INSTRUCTIONS FOR THE TASK: Arrange the lines below as a JSON list of strings, with one string for each line and no blank lines. Leave the pictures out of the answer.

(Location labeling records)

»»

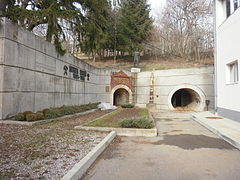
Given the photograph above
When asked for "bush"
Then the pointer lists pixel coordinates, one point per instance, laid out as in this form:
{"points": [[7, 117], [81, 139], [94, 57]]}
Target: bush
{"points": [[140, 122], [20, 117], [54, 112], [49, 114], [127, 105], [31, 117], [26, 113], [39, 116]]}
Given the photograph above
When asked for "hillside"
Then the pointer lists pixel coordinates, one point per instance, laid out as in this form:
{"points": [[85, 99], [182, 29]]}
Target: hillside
{"points": [[149, 63]]}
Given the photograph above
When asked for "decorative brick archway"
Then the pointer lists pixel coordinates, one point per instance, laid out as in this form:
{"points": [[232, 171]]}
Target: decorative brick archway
{"points": [[119, 81]]}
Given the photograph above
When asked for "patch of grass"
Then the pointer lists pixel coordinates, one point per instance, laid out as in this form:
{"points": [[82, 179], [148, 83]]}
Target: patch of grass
{"points": [[137, 122], [101, 122], [38, 167], [144, 112], [7, 174], [127, 105], [53, 113], [117, 122]]}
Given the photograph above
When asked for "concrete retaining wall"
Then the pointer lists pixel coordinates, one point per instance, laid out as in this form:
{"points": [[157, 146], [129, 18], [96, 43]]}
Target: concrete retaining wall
{"points": [[166, 82], [32, 75]]}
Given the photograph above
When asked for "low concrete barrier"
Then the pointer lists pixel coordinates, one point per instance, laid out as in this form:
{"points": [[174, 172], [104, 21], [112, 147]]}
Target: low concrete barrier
{"points": [[123, 131], [80, 168]]}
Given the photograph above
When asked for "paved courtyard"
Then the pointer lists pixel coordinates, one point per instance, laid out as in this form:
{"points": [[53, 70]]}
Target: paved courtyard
{"points": [[183, 150]]}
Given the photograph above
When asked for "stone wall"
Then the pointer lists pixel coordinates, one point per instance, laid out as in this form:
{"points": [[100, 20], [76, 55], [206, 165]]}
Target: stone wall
{"points": [[32, 75], [166, 82]]}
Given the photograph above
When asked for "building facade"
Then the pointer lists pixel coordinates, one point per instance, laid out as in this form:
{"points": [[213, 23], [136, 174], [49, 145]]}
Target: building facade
{"points": [[227, 58]]}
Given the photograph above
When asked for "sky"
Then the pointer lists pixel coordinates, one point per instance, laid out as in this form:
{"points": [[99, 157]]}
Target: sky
{"points": [[156, 6]]}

««

ANSWER FOR THIS EXERCISE:
[
  "Given the photograph above",
  "When asked for \"bush\"",
  "Then the pointer lists pixel coordinates, one point per instance, laid out as in this form:",
  "{\"points\": [[7, 117], [81, 139], [94, 57]]}",
  "Target: bush",
  "{\"points\": [[140, 122], [20, 117], [54, 112], [49, 114], [127, 105], [31, 117], [26, 113], [39, 116]]}",
  "Given the photograph above",
  "When asked for \"hillside\"",
  "Then the pointer lists pixel coordinates, one point per instance, laid out as in this form:",
  "{\"points\": [[85, 99], [182, 29]]}",
  "Target: hillside",
  "{\"points\": [[149, 63]]}",
  "Given the photograph above",
  "When asked for \"decorative brick archway\"",
  "Then the pointer lists pixel coordinates, one point per instance, laid out as in this form:",
  "{\"points\": [[232, 171]]}",
  "Target: decorative brick archway",
  "{\"points\": [[119, 81]]}",
  "Given the photograph above",
  "When asked for \"patch of grass\"",
  "Then the pointer lists pixel coordinates, one point per instance, laid out as in this form:",
  "{\"points\": [[82, 179], [148, 83]]}",
  "Target: patch of grass",
  "{\"points\": [[137, 122], [101, 122], [38, 167], [144, 112], [7, 174], [127, 105], [53, 113], [117, 122]]}",
  "Given the photograph above",
  "When asked for \"concrete retaining wall\"",
  "Then the pointer lists pixel coordinates, one point per instance, laid out as in this form:",
  "{\"points\": [[157, 146], [129, 18], [96, 43]]}",
  "Target: concrete retaining wall",
  "{\"points\": [[166, 82], [32, 75]]}",
  "Given the photograph above",
  "When asked for \"low concrete barrier\"",
  "Then the pointer lists pixel coordinates, one point per instance, laid out as in this form:",
  "{\"points\": [[174, 172], [104, 21], [112, 147]]}",
  "Target: low concrete barrier",
  "{\"points\": [[123, 131], [80, 168]]}",
  "Given the photograph above",
  "When asked for \"paved courtyard\"",
  "Then the pointer lists pixel coordinates, one point per instance, laid out as in this form:",
  "{\"points\": [[53, 70]]}",
  "Target: paved courtyard",
  "{\"points\": [[183, 150]]}",
  "Given the photograph above",
  "When asked for \"stone wall\"",
  "Then the pointer lists pixel coordinates, one point per instance, laid out as in this form:",
  "{\"points\": [[100, 20], [76, 55], [206, 165]]}",
  "Target: stone wall",
  "{\"points\": [[32, 75], [166, 82]]}",
  "Given the photograph above",
  "When asked for \"building facade\"",
  "Then the pointer lists pixel coordinates, one point per instance, laid out as in this form:",
  "{\"points\": [[213, 23], [136, 174], [49, 145]]}",
  "Target: building facade",
  "{\"points\": [[227, 58]]}",
  "Given the photograph above",
  "When asked for \"sky\"",
  "Then the pointer lists pixel coordinates, one point per instance, laid out as in this form:",
  "{\"points\": [[99, 157]]}",
  "Target: sky",
  "{\"points\": [[156, 6]]}"
]